*Recorded information:*
++++++
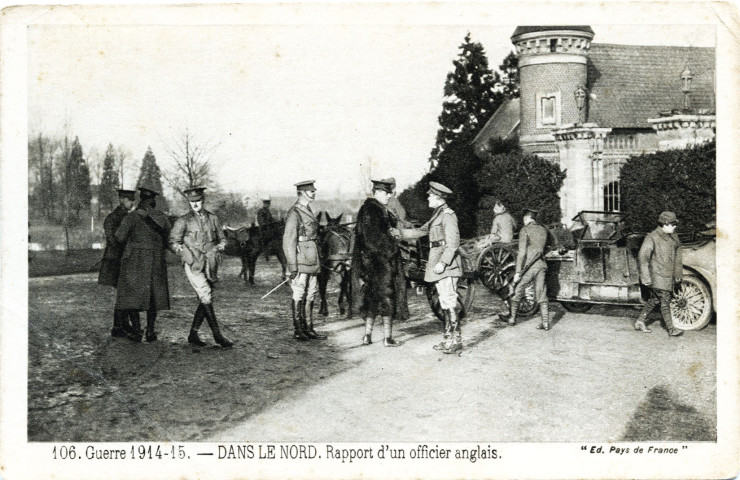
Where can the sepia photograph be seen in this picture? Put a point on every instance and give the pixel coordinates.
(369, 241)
++++++
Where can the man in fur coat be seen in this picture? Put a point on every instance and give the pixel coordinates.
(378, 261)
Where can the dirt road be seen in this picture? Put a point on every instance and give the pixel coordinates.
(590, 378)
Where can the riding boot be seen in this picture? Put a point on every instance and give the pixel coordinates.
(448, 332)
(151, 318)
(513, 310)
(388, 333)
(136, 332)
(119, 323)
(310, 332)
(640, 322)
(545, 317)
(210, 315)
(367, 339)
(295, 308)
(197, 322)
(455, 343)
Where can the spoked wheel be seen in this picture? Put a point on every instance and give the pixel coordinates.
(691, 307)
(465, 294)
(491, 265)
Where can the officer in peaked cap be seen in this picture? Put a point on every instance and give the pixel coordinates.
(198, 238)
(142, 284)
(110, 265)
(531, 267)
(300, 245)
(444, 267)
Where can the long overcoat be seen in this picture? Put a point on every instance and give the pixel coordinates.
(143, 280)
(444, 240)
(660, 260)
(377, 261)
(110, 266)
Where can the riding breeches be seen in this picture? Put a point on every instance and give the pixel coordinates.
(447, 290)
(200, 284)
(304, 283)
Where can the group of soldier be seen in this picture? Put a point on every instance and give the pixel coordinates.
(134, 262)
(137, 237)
++++++
Collect every line of the items above that contains the word "picture", treating uppercase and lowercase letters as distinct.

*The reply:*
Where can the sepia photograph be seen in this picture? Put a point on every instance and give the pixel coordinates.
Where can the man in fur coat be seen in this picture? Put a point on every instance and give the pixel coordinates.
Where can the dirt road be seen in this picture? Put a point on every instance and give the pixel coordinates.
Where can the riding boot be seen in this picture? Put a point on every instance and give the pixel coordinates.
Where can the spoked wheel be seen in this picture? Put a point on every instance and give the pixel coordinates.
Where can the officer in peaked cap be seen in this picture? Put a point on every instance and give the pixel coordinates.
Where can the long overcoat be seen in this picture? Put a point on every instance and give the pixel coordinates.
Where can the riding breeches be seen in this picture? Put a point on every instance and give the pixel coordinates.
Where can the group of soldier be seen in this picture? Put a point on every instance and give the pixel coordinates.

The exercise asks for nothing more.